▶ [DO THIS]
Each line below should be quoted exactly, please.

▶ [SUPPLIED MATERIAL]
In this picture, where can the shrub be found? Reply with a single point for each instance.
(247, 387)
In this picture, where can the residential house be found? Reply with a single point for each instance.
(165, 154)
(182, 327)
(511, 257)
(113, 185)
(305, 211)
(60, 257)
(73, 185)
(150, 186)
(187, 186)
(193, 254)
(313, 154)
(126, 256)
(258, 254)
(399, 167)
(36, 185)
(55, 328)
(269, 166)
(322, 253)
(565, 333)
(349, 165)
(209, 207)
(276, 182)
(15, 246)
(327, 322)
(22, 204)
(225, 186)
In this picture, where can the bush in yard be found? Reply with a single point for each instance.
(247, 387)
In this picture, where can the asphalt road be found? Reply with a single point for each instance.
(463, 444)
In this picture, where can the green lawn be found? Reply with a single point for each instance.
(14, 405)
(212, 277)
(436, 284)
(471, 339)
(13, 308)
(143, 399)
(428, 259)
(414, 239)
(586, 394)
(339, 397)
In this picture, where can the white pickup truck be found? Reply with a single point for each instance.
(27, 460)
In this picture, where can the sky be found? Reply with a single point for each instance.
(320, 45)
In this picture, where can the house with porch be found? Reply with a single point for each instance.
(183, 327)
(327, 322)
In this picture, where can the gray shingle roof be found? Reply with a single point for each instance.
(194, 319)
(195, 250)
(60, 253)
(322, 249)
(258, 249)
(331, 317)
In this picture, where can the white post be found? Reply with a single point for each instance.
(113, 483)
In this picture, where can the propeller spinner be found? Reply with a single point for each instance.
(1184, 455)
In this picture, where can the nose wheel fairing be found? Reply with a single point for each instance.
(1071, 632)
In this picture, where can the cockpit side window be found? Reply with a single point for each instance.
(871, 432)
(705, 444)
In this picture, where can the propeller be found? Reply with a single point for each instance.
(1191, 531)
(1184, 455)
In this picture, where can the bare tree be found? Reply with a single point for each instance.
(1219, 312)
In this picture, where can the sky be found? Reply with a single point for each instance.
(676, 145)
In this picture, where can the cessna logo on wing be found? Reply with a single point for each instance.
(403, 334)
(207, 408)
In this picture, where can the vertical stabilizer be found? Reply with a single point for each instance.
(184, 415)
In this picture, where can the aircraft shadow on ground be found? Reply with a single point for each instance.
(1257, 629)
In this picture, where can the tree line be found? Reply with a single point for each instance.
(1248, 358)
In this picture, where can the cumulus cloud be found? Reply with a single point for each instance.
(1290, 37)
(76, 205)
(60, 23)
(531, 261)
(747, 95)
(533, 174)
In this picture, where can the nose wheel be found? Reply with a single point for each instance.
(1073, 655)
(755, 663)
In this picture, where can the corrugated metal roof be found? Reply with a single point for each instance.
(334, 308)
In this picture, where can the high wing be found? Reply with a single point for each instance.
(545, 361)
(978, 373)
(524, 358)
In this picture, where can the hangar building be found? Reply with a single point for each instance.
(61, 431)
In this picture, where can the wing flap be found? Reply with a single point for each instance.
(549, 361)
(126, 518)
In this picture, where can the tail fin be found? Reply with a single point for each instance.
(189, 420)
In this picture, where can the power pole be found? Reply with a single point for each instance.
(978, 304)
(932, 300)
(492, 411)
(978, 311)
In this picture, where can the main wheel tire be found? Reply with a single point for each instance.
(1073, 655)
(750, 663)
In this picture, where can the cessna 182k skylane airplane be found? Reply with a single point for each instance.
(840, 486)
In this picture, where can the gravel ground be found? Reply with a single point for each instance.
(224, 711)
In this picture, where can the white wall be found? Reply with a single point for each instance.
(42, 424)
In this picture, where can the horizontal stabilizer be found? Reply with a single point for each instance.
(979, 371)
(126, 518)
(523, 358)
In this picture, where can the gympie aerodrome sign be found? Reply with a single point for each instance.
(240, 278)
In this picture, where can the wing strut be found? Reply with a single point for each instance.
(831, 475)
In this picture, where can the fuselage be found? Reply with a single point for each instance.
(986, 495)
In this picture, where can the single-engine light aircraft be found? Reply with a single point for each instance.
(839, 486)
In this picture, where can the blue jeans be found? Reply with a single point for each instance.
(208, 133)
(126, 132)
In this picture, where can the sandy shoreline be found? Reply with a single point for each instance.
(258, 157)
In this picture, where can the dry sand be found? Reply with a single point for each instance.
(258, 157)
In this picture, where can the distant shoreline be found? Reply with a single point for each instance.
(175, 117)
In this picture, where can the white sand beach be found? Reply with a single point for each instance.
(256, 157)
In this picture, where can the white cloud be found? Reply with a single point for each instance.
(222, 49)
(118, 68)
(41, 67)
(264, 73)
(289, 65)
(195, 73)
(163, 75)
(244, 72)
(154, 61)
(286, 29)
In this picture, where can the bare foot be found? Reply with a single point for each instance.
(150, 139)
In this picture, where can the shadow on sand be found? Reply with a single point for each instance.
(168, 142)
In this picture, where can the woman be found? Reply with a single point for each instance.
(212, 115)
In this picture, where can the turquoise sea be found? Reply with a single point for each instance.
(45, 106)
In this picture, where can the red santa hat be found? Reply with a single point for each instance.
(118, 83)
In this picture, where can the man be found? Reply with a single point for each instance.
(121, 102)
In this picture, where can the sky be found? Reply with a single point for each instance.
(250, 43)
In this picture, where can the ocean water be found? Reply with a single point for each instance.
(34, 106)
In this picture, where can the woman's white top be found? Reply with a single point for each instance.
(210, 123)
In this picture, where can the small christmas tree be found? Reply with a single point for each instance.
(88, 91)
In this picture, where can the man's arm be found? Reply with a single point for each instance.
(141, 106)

▶ [CORRECT ANSWER]
In this picture, where can the shrub be found? Reply with a single point for each instance.
(247, 387)
In this picture, where can the residential house be found? Reply with a single point for each instance.
(165, 154)
(182, 327)
(511, 257)
(113, 185)
(305, 211)
(60, 257)
(73, 185)
(150, 186)
(187, 186)
(193, 254)
(313, 154)
(126, 256)
(258, 254)
(399, 167)
(36, 185)
(55, 328)
(269, 166)
(322, 253)
(565, 333)
(349, 165)
(209, 207)
(276, 182)
(15, 246)
(327, 322)
(22, 204)
(225, 186)
In this picture, where can the bush in yard be found? Reply with a single point for each instance.
(247, 387)
In this picture, where can the asphalt road be found? Reply with a single point for each instance.
(463, 444)
In this picture, where can the green lawn be found? Reply with a single point for each instance.
(14, 405)
(212, 277)
(436, 284)
(471, 339)
(13, 308)
(143, 399)
(428, 259)
(414, 239)
(586, 394)
(339, 397)
In this picture, where can the white pickup truck be found? Reply with a single point for each instance.
(27, 460)
In this picture, where can the sky be found? Reply with a single point for each instance.
(320, 45)
In this picture, where can the house with porch be found? Reply with a single point for each instance.
(183, 327)
(327, 322)
In this picture, where can the gray shingle roof be found? Reply with a single point for each instance.
(194, 319)
(195, 250)
(60, 253)
(322, 249)
(258, 249)
(331, 317)
In this picture, where can the white post be found? Reply with a single point for each instance.
(113, 483)
In this picture, where can the propeller spinner be found? Reply with a single point for each instance.
(1184, 455)
In this picture, where can the nose wheel fairing be found? Reply with a single point for each instance.
(1071, 632)
In this picture, where can the cockpit side window be found? Reply with a single point for each instance.
(871, 432)
(705, 444)
In this picture, where can the propeller be found? Reply with a single point for each instance.
(1191, 531)
(1184, 455)
In this picture, where can the bare tree be found? Reply with a single point for each instance.
(1219, 312)
In this picture, where can the sky be found? Reply with a single point for each instance.
(676, 145)
In this picture, where can the cessna logo on wing be found? Reply with a single point for each instance.
(403, 334)
(207, 408)
In this picture, where can the vertical stabilizer be found? Reply with a single point for each instance.
(184, 415)
In this picture, where can the aircraft shadow on ground be found? Reply with a single point for each instance.
(1257, 629)
In this picture, where can the tree line be found? Reply with a single point for each instance.
(1248, 358)
In this picture, where can the cumulus cloud be found? Reply with a single point for each instance.
(1290, 37)
(76, 205)
(60, 23)
(531, 261)
(747, 95)
(533, 174)
In this picture, where can the nose wheel be found? Reply with a single point for each instance.
(1073, 655)
(755, 663)
In this picture, where can the corrugated metal roof be found? Reply with a single point for each instance.
(334, 308)
In this picture, where can the high wing be found? Reply with a single point for each instance.
(545, 361)
(978, 373)
(524, 358)
In this picture, where can the hangar building be found? Reply with a single point for each instance.
(61, 431)
In this picture, where can the wing flap be found? Reply with a single point for each instance.
(549, 361)
(126, 518)
In this picture, where can the tail fin be found? Reply with a single point for each instance.
(189, 420)
In this picture, where can the power pole be found? Reply with a single point for each instance.
(978, 304)
(932, 300)
(492, 411)
(978, 311)
In this picture, where can the main wheel tire be found? Reply with a single point for each instance.
(1073, 655)
(750, 663)
In this picture, where can the cessna 182k skylane airplane be found? Reply with a single point for each instance.
(840, 486)
In this picture, where can the gravel ground be found? Reply with a single point for each instance.
(224, 711)
In this picture, where can the white wall be found? Reply with a single point for each instance.
(42, 424)
In this picture, where can the horizontal stabilizer be found? Reply with a single point for each instance.
(979, 371)
(126, 518)
(523, 358)
In this picture, where can the gympie aerodrome sign be found? Reply with a single point for each instance.
(240, 278)
In this picture, where can the wing strut be found? Reply with a single point for each instance.
(831, 475)
In this picture, where can the fuselage be found? Reply with a single point for each instance.
(986, 495)
In this picture, where can the single-engine light aircraft be found? Reply with a single point for each instance.
(839, 486)
In this picture, where can the blue jeans be found? Reply with a single point for each instance.
(208, 133)
(126, 132)
In this picture, where can the sandy shoreline be found? Reply with a single point for each instance.
(258, 157)
In this picture, where can the dry sand be found? Reply with a single point for each instance.
(258, 157)
In this picture, where can the distant shoreline be found? Reply with a single point for each instance.
(175, 117)
In this picture, where can the white sand beach be found? Reply with a single point for each instance.
(256, 157)
In this picture, where can the white cloud be found? Reply with a single point for each instance.
(222, 49)
(118, 68)
(41, 67)
(264, 73)
(289, 65)
(195, 73)
(163, 75)
(244, 72)
(154, 61)
(286, 29)
In this picture, where can the bare foot be found? Reply with a single point for each instance.
(150, 139)
In this picture, where can the shadow on sand be found? Reply with a single point for each instance.
(168, 142)
In this picture, where can the woman be found? Reply with a single point for each instance.
(212, 115)
In this picture, where can the turquoise sea be found? Reply with a single point for each instance.
(45, 106)
In this picture, where can the red santa hat be found? Reply with a single point for each instance.
(118, 83)
In this picture, where can the man be found? Reply with a single point for each instance.
(121, 102)
In this picture, where can the sky be found? Reply with a single point for each instance.
(250, 43)
In this picture, where can the ocean water be found? Reply with a single point for each instance.
(34, 106)
In this picture, where can the woman's white top be found? Reply with a single point for each instance.
(210, 123)
In this picture, where can the small christmas tree be found? Reply with a single point for each instance.
(88, 91)
In this picture, where can the man's arm be found? Reply with a single point for each instance.
(141, 106)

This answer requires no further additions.